DATA PROVIDED.
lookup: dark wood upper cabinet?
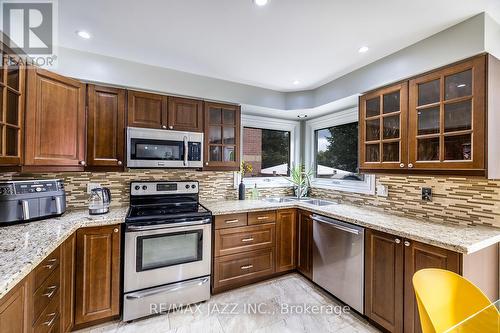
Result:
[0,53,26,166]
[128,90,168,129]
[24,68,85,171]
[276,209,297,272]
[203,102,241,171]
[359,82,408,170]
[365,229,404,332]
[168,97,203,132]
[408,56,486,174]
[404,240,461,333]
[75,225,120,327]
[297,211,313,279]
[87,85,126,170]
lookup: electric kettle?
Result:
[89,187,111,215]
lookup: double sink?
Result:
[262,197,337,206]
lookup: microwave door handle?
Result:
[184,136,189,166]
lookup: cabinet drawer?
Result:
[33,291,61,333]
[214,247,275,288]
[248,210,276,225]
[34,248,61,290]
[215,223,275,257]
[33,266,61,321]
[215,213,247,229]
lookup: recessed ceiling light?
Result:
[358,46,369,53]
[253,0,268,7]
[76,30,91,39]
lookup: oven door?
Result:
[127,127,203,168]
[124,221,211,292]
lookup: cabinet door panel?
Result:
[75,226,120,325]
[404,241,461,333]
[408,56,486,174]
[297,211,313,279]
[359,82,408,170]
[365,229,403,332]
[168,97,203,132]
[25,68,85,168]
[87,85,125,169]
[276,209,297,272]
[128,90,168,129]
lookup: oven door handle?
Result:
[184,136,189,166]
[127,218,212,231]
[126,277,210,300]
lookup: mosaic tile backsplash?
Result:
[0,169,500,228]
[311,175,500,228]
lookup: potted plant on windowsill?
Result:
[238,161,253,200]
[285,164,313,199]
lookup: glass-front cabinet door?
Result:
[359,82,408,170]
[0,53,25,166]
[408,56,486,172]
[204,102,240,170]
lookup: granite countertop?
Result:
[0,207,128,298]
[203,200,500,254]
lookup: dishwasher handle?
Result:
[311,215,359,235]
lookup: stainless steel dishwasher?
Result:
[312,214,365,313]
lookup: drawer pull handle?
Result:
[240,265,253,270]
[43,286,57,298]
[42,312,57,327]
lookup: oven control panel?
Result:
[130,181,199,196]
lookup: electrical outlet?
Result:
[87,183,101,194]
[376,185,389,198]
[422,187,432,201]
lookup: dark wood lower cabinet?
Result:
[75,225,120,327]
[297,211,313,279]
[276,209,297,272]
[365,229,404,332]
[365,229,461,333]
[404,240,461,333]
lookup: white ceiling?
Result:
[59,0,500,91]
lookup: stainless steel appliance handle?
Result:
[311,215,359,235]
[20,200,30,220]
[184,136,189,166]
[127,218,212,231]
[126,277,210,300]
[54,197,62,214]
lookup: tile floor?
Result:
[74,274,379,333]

==

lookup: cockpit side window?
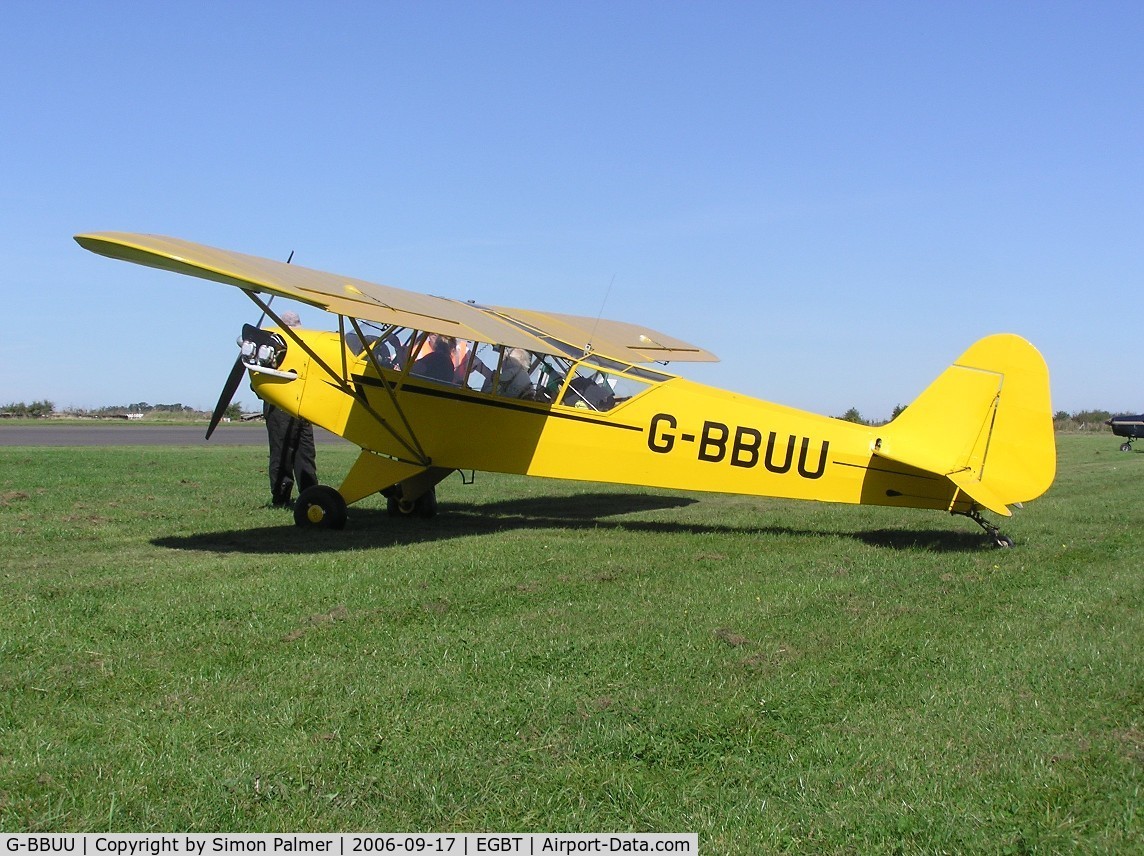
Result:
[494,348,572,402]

REQUIRED WORK. Copy out each line of the material above that contains the string "dishwasher".

ANSWER TO THIS PROBLEM.
lookup: dishwasher handle?
lookup: stainless steel dishwasher?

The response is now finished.